_DESCRIPTION OF THE TASK_: Begin at the line containing "Confirm every instance of the blue" in the data below and go on through the line containing "Confirm every instance of the utility", repeating each line exactly; include both ends and no other line.
[Opening PROVIDED RECORDS section]
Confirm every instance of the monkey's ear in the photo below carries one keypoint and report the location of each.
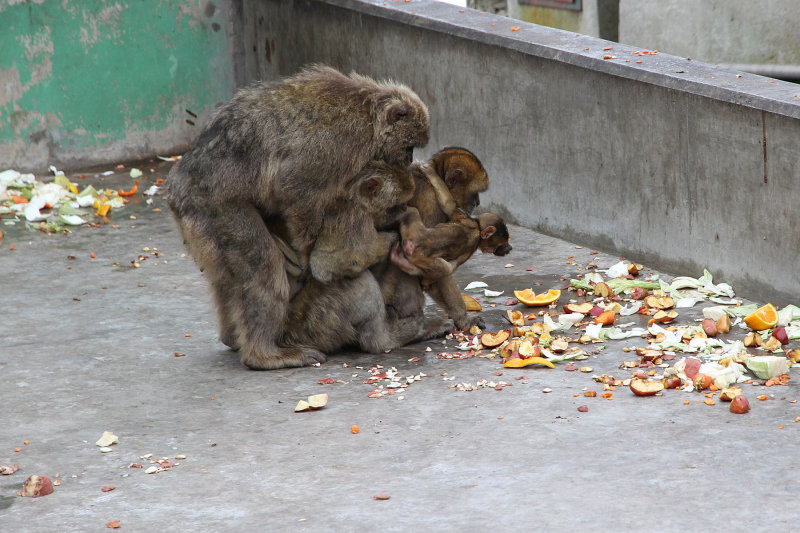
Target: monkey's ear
(369, 187)
(454, 177)
(397, 112)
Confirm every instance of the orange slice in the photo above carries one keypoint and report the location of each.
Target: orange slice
(471, 303)
(492, 340)
(765, 317)
(520, 363)
(529, 298)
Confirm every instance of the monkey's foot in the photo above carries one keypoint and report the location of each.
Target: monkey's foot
(230, 339)
(282, 358)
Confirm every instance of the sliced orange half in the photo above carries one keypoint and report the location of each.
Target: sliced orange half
(763, 318)
(529, 298)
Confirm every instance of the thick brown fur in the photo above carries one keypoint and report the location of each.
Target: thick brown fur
(282, 151)
(465, 178)
(348, 310)
(350, 241)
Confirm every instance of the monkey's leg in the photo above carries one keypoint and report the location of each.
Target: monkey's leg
(206, 254)
(445, 292)
(254, 266)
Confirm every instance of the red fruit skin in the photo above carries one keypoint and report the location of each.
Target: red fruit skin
(739, 405)
(692, 367)
(781, 335)
(36, 486)
(639, 293)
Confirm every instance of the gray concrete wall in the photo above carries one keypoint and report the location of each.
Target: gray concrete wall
(718, 31)
(658, 158)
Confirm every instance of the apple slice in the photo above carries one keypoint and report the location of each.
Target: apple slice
(516, 317)
(646, 387)
(710, 327)
(739, 405)
(492, 340)
(639, 293)
(36, 486)
(665, 316)
(582, 308)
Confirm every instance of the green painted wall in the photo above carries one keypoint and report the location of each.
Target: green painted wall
(82, 80)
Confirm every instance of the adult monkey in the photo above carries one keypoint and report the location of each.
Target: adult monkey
(285, 151)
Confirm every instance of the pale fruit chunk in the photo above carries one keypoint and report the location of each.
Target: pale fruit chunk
(659, 302)
(739, 405)
(318, 401)
(492, 340)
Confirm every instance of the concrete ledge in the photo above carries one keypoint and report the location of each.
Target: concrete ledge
(670, 161)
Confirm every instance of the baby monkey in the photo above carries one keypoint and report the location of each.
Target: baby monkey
(433, 253)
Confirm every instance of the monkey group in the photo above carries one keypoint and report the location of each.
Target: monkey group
(302, 205)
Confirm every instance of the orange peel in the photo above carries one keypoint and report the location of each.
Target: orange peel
(530, 299)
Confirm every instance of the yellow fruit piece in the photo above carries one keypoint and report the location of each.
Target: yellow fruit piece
(763, 318)
(529, 298)
(471, 303)
(519, 363)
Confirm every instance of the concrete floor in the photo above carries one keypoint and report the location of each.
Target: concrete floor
(88, 345)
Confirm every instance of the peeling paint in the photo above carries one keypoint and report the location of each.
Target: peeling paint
(80, 74)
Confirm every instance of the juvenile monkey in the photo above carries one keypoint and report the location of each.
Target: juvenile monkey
(433, 253)
(465, 177)
(281, 153)
(349, 312)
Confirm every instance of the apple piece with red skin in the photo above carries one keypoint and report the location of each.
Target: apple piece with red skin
(645, 387)
(639, 293)
(582, 308)
(602, 290)
(781, 335)
(596, 311)
(739, 405)
(692, 367)
(36, 486)
(710, 327)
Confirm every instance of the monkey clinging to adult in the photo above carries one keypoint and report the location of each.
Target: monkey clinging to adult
(281, 151)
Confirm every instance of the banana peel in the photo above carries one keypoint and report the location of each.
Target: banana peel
(519, 362)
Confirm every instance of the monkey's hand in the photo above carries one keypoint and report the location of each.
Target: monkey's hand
(400, 260)
(471, 319)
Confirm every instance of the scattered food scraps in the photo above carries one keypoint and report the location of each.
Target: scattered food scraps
(314, 402)
(36, 486)
(7, 470)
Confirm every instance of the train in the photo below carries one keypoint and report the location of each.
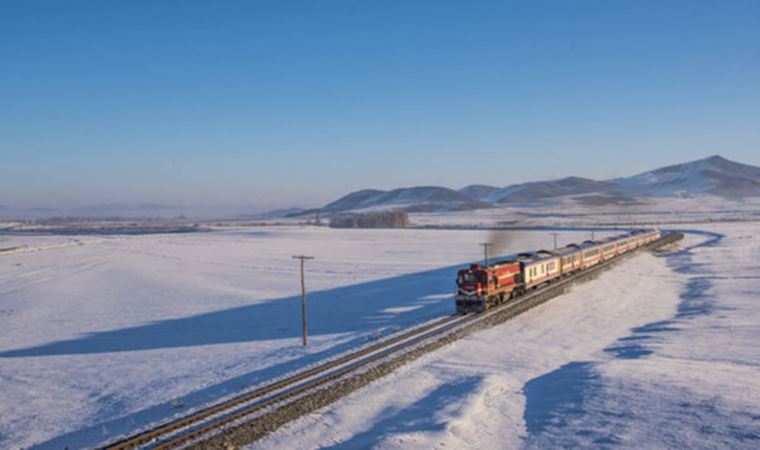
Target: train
(481, 287)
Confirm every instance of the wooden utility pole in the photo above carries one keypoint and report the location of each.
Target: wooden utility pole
(303, 298)
(485, 252)
(555, 240)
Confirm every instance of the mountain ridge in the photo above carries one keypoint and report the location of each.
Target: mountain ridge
(714, 175)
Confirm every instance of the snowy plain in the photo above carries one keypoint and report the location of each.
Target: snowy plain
(101, 335)
(660, 352)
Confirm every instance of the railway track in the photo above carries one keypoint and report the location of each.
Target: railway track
(258, 403)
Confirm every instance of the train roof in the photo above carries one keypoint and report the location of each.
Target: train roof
(568, 249)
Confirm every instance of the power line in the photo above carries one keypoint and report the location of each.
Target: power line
(485, 252)
(303, 297)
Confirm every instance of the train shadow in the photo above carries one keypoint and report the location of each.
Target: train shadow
(695, 300)
(417, 417)
(365, 307)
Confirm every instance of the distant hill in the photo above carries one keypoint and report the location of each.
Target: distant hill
(478, 191)
(546, 189)
(714, 175)
(414, 199)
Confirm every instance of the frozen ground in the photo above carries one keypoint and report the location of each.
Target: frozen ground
(660, 352)
(100, 335)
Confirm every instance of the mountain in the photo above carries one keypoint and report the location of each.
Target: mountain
(547, 189)
(714, 175)
(414, 199)
(478, 191)
(710, 176)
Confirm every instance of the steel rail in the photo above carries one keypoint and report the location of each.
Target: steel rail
(164, 429)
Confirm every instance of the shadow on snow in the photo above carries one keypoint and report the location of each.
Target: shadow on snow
(364, 307)
(358, 310)
(418, 417)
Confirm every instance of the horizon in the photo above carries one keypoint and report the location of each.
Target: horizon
(272, 105)
(243, 209)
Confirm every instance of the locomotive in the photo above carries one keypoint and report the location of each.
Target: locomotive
(481, 287)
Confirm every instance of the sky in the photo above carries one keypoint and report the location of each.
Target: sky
(295, 103)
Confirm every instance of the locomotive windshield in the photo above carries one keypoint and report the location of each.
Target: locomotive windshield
(469, 277)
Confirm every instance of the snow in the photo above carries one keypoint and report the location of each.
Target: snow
(658, 353)
(106, 335)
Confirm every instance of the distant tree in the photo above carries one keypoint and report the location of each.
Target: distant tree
(379, 219)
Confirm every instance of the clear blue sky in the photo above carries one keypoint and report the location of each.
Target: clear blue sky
(295, 103)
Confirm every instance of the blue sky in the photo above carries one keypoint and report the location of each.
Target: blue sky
(276, 103)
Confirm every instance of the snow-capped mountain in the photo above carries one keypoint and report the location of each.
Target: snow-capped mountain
(416, 199)
(546, 189)
(714, 175)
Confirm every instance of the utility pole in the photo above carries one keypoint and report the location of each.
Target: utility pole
(303, 297)
(555, 239)
(485, 252)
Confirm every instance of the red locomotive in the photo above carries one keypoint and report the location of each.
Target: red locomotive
(482, 287)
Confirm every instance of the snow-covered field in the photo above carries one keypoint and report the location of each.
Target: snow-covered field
(660, 352)
(100, 335)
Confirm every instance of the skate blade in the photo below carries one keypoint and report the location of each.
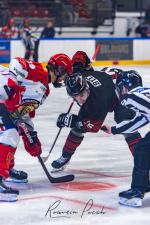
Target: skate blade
(13, 180)
(134, 202)
(8, 197)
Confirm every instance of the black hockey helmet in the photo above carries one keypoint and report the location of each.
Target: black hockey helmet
(129, 79)
(76, 84)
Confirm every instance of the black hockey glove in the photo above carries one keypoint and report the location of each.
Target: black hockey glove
(67, 120)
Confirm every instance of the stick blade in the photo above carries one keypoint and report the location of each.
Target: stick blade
(63, 179)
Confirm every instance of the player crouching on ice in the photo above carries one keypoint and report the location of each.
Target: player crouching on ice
(17, 101)
(89, 89)
(137, 98)
(33, 71)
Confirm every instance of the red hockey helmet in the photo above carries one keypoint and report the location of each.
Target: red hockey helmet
(61, 64)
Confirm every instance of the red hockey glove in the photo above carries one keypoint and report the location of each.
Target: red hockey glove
(31, 142)
(16, 94)
(67, 120)
(80, 59)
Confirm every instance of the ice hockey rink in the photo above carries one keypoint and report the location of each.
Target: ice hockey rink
(102, 166)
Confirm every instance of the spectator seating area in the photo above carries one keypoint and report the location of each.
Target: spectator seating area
(64, 12)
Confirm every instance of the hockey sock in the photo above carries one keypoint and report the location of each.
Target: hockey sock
(74, 139)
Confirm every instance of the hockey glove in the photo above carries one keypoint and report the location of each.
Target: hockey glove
(67, 120)
(106, 129)
(31, 142)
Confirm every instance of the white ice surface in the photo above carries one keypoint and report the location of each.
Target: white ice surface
(101, 159)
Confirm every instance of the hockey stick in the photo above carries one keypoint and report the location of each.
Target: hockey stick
(46, 157)
(66, 178)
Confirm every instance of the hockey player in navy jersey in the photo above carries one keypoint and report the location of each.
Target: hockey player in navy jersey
(95, 92)
(137, 99)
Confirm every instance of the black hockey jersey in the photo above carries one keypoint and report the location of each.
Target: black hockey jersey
(100, 101)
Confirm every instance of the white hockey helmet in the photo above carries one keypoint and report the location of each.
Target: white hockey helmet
(17, 70)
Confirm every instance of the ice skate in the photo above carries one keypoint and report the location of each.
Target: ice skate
(131, 198)
(7, 194)
(60, 164)
(17, 176)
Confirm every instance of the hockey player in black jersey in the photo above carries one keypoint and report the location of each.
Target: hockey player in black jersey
(95, 92)
(139, 100)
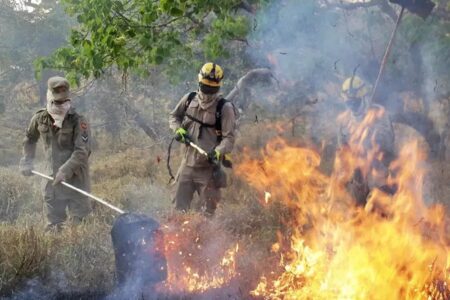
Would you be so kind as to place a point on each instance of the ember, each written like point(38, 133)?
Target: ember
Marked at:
point(338, 250)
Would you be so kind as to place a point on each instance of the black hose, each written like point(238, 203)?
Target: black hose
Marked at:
point(169, 150)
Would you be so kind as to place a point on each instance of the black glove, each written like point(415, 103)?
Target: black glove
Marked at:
point(181, 135)
point(214, 156)
point(26, 172)
point(60, 176)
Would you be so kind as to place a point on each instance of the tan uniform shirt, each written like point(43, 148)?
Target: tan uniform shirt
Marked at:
point(208, 138)
point(66, 149)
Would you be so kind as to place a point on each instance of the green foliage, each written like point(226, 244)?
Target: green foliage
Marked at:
point(134, 35)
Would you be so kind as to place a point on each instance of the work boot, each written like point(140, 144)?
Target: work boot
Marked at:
[Closing PROVIDED RECORDS section]
_SOLUTION FOR THIS PROBLEM_:
Confirm every instance of the blue sky in the photo above carries one keypoint and report the location of each.
Target: blue sky
(276, 103)
Confirm every instance of the snow-capped mountain in the photo above carries one keypoint and report the location of each.
Target: snow-capped mountain
(416, 199)
(546, 189)
(714, 175)
Confirm every instance of the utility pole in the photo above carries one keypoint and report the location of each.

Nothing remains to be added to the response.